# [Point localization data]

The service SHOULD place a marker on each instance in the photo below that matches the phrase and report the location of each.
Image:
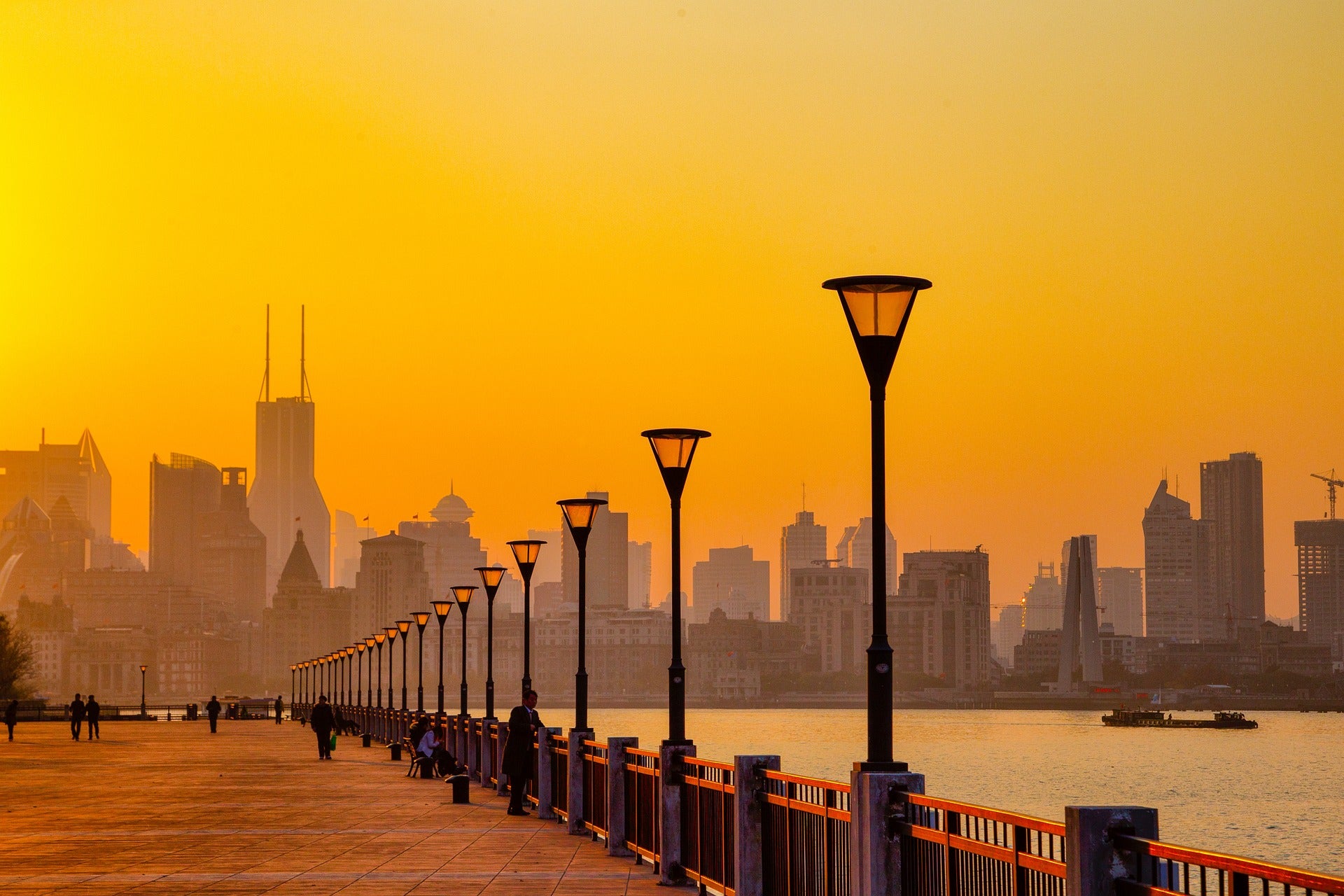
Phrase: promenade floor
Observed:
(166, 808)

# [WHAT NEEDS TO BE DONE]
Give back each of the records above word for word, apart from the pictures.

# [EXPECTED OUTPUT]
The service SHOULD place a marker on each instance in the photo below that matches the phrase and report the location of each.
Image:
Phrase: promenade floor
Observed:
(166, 808)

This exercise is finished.